:: Dataset records

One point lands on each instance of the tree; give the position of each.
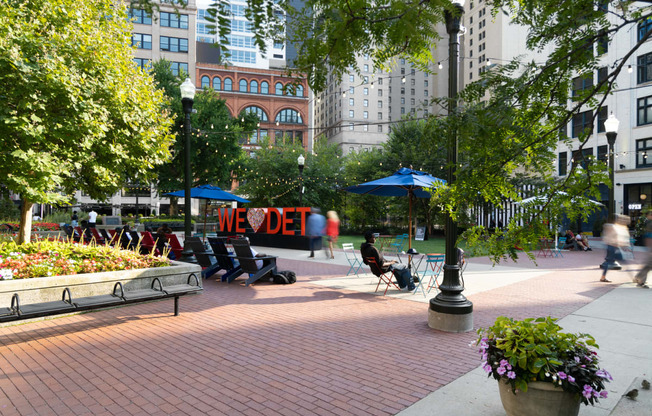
(76, 113)
(271, 178)
(215, 149)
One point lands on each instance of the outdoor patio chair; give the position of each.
(383, 277)
(148, 245)
(175, 246)
(434, 263)
(352, 258)
(248, 262)
(203, 256)
(225, 259)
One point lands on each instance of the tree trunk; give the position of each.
(25, 231)
(174, 206)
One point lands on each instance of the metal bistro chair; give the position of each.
(384, 277)
(352, 258)
(434, 263)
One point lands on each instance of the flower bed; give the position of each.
(53, 258)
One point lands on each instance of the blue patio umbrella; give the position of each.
(404, 182)
(208, 192)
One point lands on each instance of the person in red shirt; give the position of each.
(332, 229)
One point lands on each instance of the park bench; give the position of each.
(117, 297)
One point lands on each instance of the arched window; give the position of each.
(289, 116)
(262, 115)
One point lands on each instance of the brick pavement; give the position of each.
(267, 349)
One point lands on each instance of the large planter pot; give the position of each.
(541, 399)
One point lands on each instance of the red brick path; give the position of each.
(266, 349)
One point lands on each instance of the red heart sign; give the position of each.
(256, 218)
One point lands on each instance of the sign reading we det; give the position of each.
(263, 220)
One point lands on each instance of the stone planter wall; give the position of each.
(44, 289)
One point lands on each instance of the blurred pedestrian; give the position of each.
(615, 236)
(315, 228)
(332, 230)
(641, 276)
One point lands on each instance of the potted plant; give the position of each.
(533, 360)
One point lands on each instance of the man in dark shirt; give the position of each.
(400, 271)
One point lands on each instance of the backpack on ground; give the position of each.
(285, 277)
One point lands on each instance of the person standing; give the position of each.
(315, 228)
(92, 218)
(74, 219)
(615, 236)
(641, 276)
(332, 230)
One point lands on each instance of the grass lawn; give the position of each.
(432, 245)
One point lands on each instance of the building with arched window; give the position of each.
(284, 112)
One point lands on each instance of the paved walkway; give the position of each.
(324, 346)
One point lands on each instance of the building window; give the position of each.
(644, 68)
(602, 117)
(289, 116)
(644, 27)
(582, 122)
(643, 149)
(262, 115)
(644, 114)
(180, 21)
(174, 44)
(142, 63)
(141, 41)
(582, 83)
(140, 17)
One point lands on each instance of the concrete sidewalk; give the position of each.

::::

__Problem to work on__:
Leave the pictures out and transcribe the remaining material exactly.

__Response__:
One point lands on each instance of the tree; give the position of each.
(76, 113)
(271, 178)
(215, 149)
One point lands on each instance of the outdoor patio chair; give the position of each.
(383, 277)
(148, 245)
(175, 246)
(434, 263)
(352, 258)
(248, 262)
(203, 256)
(225, 259)
One point lands on each instance of the tree trunk; give the position of each.
(25, 231)
(174, 206)
One point lands on each instance of the metal bistro chair; give the position of each.
(384, 277)
(352, 258)
(434, 263)
One point lands on each instance of the flower bed; give the position of each.
(53, 258)
One point lands on each instance of the blue patio umbrella; give the position of each.
(404, 182)
(208, 192)
One point lands on each instance of the person in red shirt; give the position of each.
(332, 229)
One point lands on each instance of the park bench; give the position of each.
(117, 297)
One point lands on each instance of the arched window; give the position of each.
(289, 116)
(262, 115)
One point lands on each instance of the brick pavement; give the position of each.
(267, 349)
One point lands on each instance of the large planter pot; give the position of each.
(541, 399)
One point lands on each instance of the red brick path; give the position of each.
(266, 349)
One point lands on each instance of the red heart sign; give the position of each.
(256, 218)
One point lands on each instance of the sign reading we det; give the position of each.
(263, 220)
One point lands on each instance of the stone planter wall; give the position of each.
(44, 289)
One point lands on each instance of the blurred pedestrian; give the position of each.
(615, 236)
(315, 228)
(332, 230)
(641, 276)
One point lands on each instance of the potted plant; give the position of each.
(533, 360)
One point lands on each instance of the man in dark shirt; give the position of each.
(400, 271)
One point lands on each instance of the backpack on ground; give the position of each.
(285, 277)
One point lands on each instance of the person standing; give the position of each.
(315, 228)
(92, 218)
(74, 219)
(615, 236)
(641, 276)
(332, 230)
One point lands on each instance of the grass lawn; give the position of each.
(432, 245)
One point lands on each instance of the building with arched window; give the position of each.
(284, 112)
One point lands on each instance of the paved walkway; give the position of each.
(324, 346)
One point lands on each instance of the building window; give the position of each.
(644, 68)
(602, 117)
(289, 116)
(644, 27)
(582, 122)
(643, 149)
(262, 115)
(644, 114)
(180, 21)
(174, 44)
(142, 63)
(141, 41)
(582, 83)
(140, 17)
One point lands on each instance of the concrete sidewalk; give the position of each.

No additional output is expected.